Text provided:
* * *

She said the public safety ripple effect would touch everyone in the Tri-Cities, not just those with mental illnesses.
"I think the public just has to realize -- do they want street people all over? That's exactly what they're going to get," Bopp said. "I can't believe we rallied so much to have an animal shelter so we would have a quality community, and we are going to let so many people fall between the cracks and affect the quality of life for everyone."
While the cuts to Lourdes could have a significant effect on the Tri-Cities, Lourdes isn't the only hospital facing a crisis.
Fred Lamb, spokesman for PMH Medical Center in Prosser, said the small-town community hospital stands to lose $2.3 million from the reduction in reimbursements to critical access hospitals -- or about 8 percent of the hospital's annual revenue.
The hospital Thursday announced an undisclosed number of layoffs in anticipation of the cuts and is looking at other ways to save money to avoid having to reduce or eliminate any health care services, Lamb said.
"This is a reality," he said. "The funding is either going to get cut federally or statewide. All of health care is going through a reform right now. We have to maintain the quality of health care delivery as best we can. We need to have a viable hospital that is here to serve the patients and to serve their needs immediately."
Hospitals have appealed to federal and state lawmakers to find someplace else to cut, and even hospitals that don't have the critical access designation are rallying to save hospitals such as Lourdes and PMH.
Congressman Doc Hastings, R-Wash., said he would work to preserve access to health care for rural citizens.
"As a member of the Rural Healthcare Caucus in the House of Representatives, I have been a longtime advocate to see that rural areas have adequate access to quality health care," Hastings said. "I understand the importance and value of Critical Access Hospitals, as there are over 15 in the area that I represent in Congress. In the coming weeks, there will be many more proposed cuts evaluated and debated to reduce our debt, and I will continue my work to make sure that rural areas receive the quality care they need."
Rand Wortman, CEO of Kadlec Health System, said his Richland-based network views retaining funding for critical access hospitals as one of the most crucial issues in the coming legislative session.
"I personally believe if the state eliminates this, it will cause a very major crisis that nobody really understands," Wortman said. "I am confident a significant number of those hospitals would close beds and become outpatient hospitals."
And that would mean more patients showing up on the doorsteps of Kadlec and KGH, he said.

* * *

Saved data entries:
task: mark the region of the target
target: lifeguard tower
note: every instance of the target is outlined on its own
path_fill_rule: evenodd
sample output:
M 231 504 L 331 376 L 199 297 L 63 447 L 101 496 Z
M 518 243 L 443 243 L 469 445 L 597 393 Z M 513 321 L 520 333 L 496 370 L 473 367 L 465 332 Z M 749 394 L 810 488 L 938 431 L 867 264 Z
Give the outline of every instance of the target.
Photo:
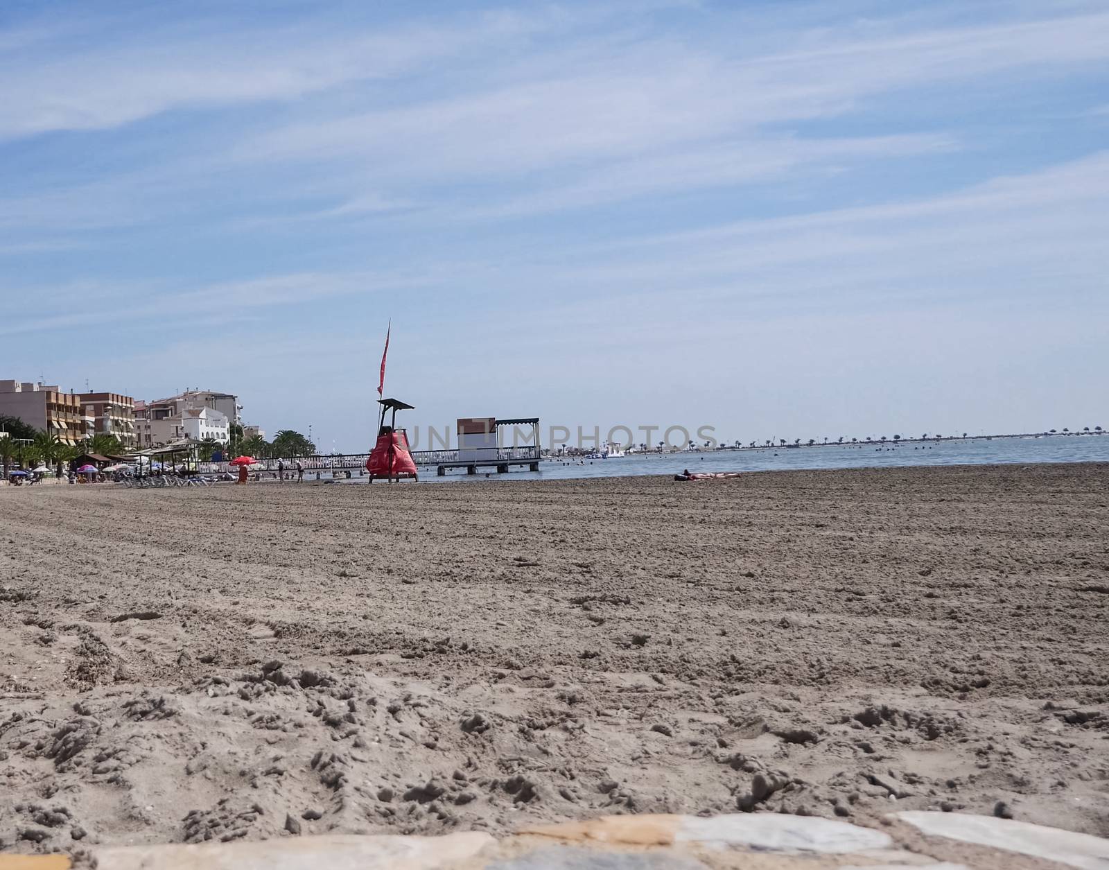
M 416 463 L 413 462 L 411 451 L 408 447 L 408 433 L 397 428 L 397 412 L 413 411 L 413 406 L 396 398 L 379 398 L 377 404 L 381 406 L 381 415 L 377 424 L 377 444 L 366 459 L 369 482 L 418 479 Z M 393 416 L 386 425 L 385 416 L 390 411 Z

* * *

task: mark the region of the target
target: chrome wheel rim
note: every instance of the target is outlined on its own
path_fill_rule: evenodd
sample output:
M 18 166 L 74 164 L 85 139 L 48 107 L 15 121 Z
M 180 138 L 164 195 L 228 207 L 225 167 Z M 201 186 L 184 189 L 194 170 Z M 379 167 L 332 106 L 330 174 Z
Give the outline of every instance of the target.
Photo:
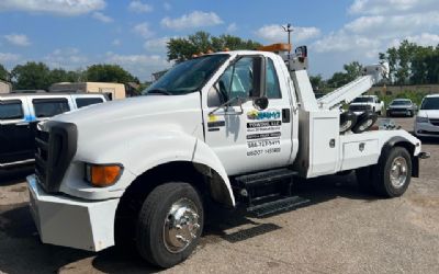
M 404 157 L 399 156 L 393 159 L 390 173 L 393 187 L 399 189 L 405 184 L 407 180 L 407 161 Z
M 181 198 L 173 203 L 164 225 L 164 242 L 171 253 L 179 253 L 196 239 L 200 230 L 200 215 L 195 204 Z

* * *

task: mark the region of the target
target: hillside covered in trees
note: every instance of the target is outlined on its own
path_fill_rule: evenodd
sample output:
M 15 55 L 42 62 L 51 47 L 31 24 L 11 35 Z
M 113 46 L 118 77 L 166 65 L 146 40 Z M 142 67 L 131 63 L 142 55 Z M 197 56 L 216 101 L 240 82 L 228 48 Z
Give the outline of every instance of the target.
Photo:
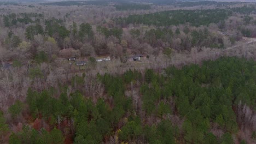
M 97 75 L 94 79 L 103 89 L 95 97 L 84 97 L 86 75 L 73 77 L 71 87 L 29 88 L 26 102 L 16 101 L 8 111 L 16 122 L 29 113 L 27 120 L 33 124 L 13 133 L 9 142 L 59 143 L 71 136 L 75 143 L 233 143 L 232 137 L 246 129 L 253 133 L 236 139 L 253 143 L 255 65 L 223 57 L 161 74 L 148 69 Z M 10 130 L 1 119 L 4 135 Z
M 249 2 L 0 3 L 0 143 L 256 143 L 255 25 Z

* * *

Task objective:
Answer these questions from the article on hospital funding cuts:
1. How much money does PMH Medical Center in Prosser stand to lose?
2. Of which caucus in the House of Representatives is Congressman Doc Hastings a member?
3. Who is the CEO of Kadlec Health System?
The listing has no connection to the article on hospital funding cuts.

Answer to the problem:
1. $2.3 million, or about 8 percent of the hospital's annual revenue.
2. The Rural Healthcare Caucus.
3. Rand Wortman.